DATA LINES ▸

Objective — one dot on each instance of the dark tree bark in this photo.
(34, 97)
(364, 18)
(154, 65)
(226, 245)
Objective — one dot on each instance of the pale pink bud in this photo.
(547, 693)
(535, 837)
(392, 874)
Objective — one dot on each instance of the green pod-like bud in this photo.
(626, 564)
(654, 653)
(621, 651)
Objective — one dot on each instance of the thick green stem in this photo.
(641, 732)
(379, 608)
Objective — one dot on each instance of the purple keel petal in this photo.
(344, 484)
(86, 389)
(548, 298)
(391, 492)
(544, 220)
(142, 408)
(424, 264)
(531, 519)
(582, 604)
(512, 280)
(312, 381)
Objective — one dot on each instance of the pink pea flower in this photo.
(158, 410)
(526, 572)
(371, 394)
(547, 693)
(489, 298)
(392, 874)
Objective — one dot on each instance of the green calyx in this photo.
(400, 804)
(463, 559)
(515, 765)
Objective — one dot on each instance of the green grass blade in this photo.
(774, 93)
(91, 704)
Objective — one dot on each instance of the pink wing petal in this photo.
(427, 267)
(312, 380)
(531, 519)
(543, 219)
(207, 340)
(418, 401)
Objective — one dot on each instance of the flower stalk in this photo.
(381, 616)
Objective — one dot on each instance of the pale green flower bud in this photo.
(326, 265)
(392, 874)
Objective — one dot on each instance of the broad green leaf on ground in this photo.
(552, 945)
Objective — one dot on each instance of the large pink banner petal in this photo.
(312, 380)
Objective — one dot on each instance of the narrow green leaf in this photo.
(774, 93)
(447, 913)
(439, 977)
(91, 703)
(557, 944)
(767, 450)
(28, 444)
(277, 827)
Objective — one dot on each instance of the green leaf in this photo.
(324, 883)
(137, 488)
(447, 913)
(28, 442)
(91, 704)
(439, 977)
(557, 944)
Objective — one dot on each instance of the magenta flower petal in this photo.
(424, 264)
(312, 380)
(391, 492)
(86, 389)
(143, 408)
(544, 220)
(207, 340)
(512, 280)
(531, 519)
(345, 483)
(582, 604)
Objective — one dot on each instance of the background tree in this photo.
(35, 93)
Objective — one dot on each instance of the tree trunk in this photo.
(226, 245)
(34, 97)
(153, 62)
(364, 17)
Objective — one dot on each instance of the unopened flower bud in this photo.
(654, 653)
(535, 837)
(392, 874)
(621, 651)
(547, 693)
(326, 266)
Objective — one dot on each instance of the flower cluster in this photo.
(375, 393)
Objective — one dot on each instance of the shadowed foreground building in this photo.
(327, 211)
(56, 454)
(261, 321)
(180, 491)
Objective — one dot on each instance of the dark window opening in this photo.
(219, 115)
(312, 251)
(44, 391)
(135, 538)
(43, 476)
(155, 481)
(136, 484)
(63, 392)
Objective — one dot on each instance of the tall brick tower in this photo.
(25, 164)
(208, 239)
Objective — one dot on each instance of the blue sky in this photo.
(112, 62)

WHAT YOU HAVE TO DO ▸
Lay out as a numbered list the lines of the listing, starting with the line that contains "Objective — one dot on each instance of the blue" and going on through its end, leaving out any blank lines.

PROBLEM SOLUTION ▸
1. Objective — one dot on each instance of the blue sky in this photo.
2. (112, 62)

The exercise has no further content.